┌─ TEXTO PROPORCIONADO

# Como activar/desactivar mute a traves del audio del pc



## juferi (May 10, 2011)

Hola a todos , mis conocimientos son muy pobres pero recurro a quienes saben mucho para pedir ayuda.
El tema es el siguiente:
necesito que alguien me oriente en un circuito que pueda activar un optoacoplador o un relé para cerrar el mute de un amplificador,obteniendo el sonido de una pc. 
Es decir cuando haya audio en la pc, el mute debe desactivarse para dejar salir el sonido en el amplificador y cuando no haya salida de audio en la pc el mute debe activarse para que no se sienta un ruido molesto (lluvia) en los parlantes. 
Aclaro que en el amplificador tengo identificado 2 cables que al unirlos activan el mute, es por eso que quisiera manejarlos desde un relé o similar, pero necesito entender como exitar el relé con la señal de audio que proviene de la pc
Desde ya agradezco a quienes puedan ir orientandome en este caso.
Saludos cordiales


----------



## pandacba (May 10, 2011)

Por lo que decis es qeu tenes una tarjeta de TV si no no hablarias de "lluvia" si es asi como en la tarjeta esta la decodificación de sonido y video, en estas hay un circuito que cuando faltan los pulso de sincronismo activa el mute de la fi de sonido, y eso es configurable por software, lee el manual de tu tarjeta, puede haber alguna de bajo precio que no lo traiga pero hoy en dia eso es muy raro, ya que utilza el mimso sistema para la sección radio FM


----------



## juferi (May 11, 2011)

Hola pandacba, gracias por molestarte en responder.
Te explico un poco mejor.

└─
┌─ DATOS PROPORCIONADOS

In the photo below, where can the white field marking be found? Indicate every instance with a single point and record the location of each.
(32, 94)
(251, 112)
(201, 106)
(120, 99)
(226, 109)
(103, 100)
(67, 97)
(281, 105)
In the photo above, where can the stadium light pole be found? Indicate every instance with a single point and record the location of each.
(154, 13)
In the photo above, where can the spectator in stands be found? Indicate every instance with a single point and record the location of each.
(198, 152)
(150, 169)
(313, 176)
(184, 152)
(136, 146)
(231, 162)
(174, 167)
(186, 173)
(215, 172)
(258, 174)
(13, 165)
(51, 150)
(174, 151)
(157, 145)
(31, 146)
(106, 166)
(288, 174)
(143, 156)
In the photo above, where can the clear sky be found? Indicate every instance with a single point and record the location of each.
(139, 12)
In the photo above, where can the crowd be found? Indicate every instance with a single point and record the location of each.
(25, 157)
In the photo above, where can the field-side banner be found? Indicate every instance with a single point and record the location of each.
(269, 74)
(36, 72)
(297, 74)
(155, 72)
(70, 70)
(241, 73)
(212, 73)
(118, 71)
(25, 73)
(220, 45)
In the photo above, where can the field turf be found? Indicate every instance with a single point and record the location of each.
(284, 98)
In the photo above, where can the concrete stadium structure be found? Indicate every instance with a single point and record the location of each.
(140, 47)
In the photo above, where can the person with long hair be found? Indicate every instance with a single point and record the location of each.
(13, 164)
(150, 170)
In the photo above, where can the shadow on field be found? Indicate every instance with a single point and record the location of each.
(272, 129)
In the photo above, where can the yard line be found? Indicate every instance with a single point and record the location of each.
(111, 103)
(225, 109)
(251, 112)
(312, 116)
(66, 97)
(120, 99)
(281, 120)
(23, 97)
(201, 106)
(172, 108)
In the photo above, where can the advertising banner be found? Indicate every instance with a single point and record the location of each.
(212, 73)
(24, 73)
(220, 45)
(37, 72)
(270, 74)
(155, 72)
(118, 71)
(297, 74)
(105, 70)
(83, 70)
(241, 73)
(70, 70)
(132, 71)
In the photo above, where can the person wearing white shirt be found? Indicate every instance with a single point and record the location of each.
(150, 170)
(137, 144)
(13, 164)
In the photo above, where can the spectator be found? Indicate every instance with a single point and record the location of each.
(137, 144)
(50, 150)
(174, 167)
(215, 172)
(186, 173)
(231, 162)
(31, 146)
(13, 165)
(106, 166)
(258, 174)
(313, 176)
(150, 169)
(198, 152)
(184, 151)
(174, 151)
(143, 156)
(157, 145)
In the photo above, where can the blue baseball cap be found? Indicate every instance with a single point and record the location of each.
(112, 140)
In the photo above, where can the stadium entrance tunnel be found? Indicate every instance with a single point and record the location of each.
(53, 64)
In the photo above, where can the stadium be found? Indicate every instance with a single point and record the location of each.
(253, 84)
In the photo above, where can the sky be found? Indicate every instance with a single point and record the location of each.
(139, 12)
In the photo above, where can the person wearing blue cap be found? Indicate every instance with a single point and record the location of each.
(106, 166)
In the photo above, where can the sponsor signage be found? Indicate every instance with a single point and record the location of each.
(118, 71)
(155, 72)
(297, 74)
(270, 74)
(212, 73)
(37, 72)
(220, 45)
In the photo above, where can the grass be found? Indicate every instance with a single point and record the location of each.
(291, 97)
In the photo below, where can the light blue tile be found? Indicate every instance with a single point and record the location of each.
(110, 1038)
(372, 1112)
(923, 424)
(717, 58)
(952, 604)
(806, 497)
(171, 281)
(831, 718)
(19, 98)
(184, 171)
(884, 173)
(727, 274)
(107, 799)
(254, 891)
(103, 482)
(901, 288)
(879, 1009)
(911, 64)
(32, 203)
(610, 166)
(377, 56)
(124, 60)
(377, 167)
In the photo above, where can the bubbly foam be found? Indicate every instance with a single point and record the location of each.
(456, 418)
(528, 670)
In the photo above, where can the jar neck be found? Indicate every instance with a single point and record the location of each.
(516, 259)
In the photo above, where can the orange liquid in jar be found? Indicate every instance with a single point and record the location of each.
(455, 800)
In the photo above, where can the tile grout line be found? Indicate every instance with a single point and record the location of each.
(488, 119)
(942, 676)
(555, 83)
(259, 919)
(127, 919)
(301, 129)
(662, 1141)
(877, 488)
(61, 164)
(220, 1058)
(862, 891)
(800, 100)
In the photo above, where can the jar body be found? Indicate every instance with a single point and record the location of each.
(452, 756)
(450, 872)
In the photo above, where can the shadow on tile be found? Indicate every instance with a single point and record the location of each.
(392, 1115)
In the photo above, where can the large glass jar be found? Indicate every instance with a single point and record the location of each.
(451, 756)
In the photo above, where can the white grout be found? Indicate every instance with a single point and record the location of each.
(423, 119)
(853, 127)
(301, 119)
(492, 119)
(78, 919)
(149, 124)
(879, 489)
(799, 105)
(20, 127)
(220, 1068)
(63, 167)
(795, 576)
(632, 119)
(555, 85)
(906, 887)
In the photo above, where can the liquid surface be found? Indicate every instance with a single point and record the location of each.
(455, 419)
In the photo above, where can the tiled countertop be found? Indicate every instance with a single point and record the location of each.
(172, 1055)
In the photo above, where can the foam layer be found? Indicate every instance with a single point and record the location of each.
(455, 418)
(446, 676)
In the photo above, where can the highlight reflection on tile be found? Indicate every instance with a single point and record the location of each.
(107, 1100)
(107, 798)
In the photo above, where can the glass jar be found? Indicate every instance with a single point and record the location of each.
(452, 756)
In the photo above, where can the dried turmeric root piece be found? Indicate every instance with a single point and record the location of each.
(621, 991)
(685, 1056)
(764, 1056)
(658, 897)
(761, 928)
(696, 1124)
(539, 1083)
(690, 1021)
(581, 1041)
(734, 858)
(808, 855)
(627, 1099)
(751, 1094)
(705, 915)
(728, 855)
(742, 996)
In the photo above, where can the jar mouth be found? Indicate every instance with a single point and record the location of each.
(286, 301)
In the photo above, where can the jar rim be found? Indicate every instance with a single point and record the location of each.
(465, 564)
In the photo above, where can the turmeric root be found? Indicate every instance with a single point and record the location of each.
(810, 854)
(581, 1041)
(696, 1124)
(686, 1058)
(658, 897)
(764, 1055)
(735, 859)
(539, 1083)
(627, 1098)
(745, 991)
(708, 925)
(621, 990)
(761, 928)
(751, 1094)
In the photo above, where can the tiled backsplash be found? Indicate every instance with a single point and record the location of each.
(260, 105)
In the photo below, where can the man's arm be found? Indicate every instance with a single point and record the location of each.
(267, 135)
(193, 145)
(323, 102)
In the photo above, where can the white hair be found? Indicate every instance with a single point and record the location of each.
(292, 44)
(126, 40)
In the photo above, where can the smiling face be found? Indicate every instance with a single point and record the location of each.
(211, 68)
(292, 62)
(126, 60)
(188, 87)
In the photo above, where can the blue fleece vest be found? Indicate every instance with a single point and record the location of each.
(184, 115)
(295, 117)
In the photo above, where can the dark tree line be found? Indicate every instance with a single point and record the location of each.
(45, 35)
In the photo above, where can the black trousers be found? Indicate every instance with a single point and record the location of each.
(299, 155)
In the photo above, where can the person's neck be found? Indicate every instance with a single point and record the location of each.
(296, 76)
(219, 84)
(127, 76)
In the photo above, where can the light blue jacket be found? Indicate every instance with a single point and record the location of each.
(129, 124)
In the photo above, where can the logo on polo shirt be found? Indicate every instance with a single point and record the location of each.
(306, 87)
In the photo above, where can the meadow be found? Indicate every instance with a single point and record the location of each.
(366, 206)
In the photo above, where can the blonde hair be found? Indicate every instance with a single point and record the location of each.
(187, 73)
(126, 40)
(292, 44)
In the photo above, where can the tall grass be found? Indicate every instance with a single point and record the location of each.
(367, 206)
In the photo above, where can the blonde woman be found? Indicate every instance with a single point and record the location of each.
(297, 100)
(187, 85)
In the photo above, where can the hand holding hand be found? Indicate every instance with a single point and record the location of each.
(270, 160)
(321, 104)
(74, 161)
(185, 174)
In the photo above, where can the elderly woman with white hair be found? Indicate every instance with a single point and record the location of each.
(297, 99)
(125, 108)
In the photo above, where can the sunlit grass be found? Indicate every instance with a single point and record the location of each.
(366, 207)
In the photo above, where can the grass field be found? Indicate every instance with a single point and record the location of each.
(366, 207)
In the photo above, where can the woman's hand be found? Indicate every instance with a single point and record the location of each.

└─

PROBLEMA A: Reproduce del texto sobre el mute del amplificador el fragmento que comienza con "Hola a todos" y sigue hasta "pandacba (May 10, 2011)".
PROBLEMA B: Según el texto sobre el mute del amplificador, ¿qué ruido se quiere evitar en los parlantes cuando la pc no tiene salida de audio?
PROBLEMA C: Prolonga el texto sobre el mute del amplificador a partir del punto en que se detiene.
Las líneas no hacen falta para nada.

RESPUESTA ESCRITA A:
Hola a todos , mis conocimientos son muy pobres pero recurro a quienes saben mucho para pedir ayuda.
El tema es el siguiente:
necesito que alguien me oriente en un circuito que pueda activar un optoacoplador o un relé para cerrar el mute de un amplificador,obteniendo el sonido de una pc. 
Es decir cuando haya audio en la pc, el mute debe desactivarse para dejar salir el sonido en el amplificador y cuando no haya salida de audio en la pc el mute debe activarse para que no se sienta un ruido molesto (lluvia) en los parlantes. 
Aclaro que en el amplificador tengo identificado 2 cables que al unirlos activan el mute, es por eso que quisiera manejarlos desde un relé o similar, pero necesito entender como exitar el relé con la señal de audio que proviene de la pc
Desde ya agradezco a quienes puedan ir orientandome en este caso.
Saludos cordiales


----------



## pandacba (May 10, 2011)

RESPUESTA ESCRITA B: Un ruido molesto, la "lluvia".

RESPUESTA ESCRITA C:
Estoy reformando una antigua rockola agregandole un monitor y cpu y quiero mantener el sistema de audio original, y ahí es donde está el problema, porque el amplificador tiene una ficha para conectar 2 cables que provenían antiguamente de una central de información que le avisaba cuando había señal de audio y cuando terminaba , de esa manera el amplificador se mantenía en mute mientras no reproducía nada.
Ahora bien, al insertarle una compu adentro de la máquina, yo tomo la salida del pc y la conecto al ampli, funciona de maravilla y tiene un sonido expectacular, pero cuando no reproduce nada, el ruido es muy molesto en los parlantes y de hecho interfiere con cualquier celular que suene cerca.
Por eso se me ocurrió pensar que tal vez, pueda manejar esos ¨cablecitos¨ del mute a travéz de un relé u optoacoplador para que cuando reciba señal me active por contacto dichos cables..
El único problema o ¨gran problema¨ es como hecer para detectar la señal que proviene de la salida de la pc. 

Ojalá que alguien pueda ayudarme...   
desde ya muchas gracias.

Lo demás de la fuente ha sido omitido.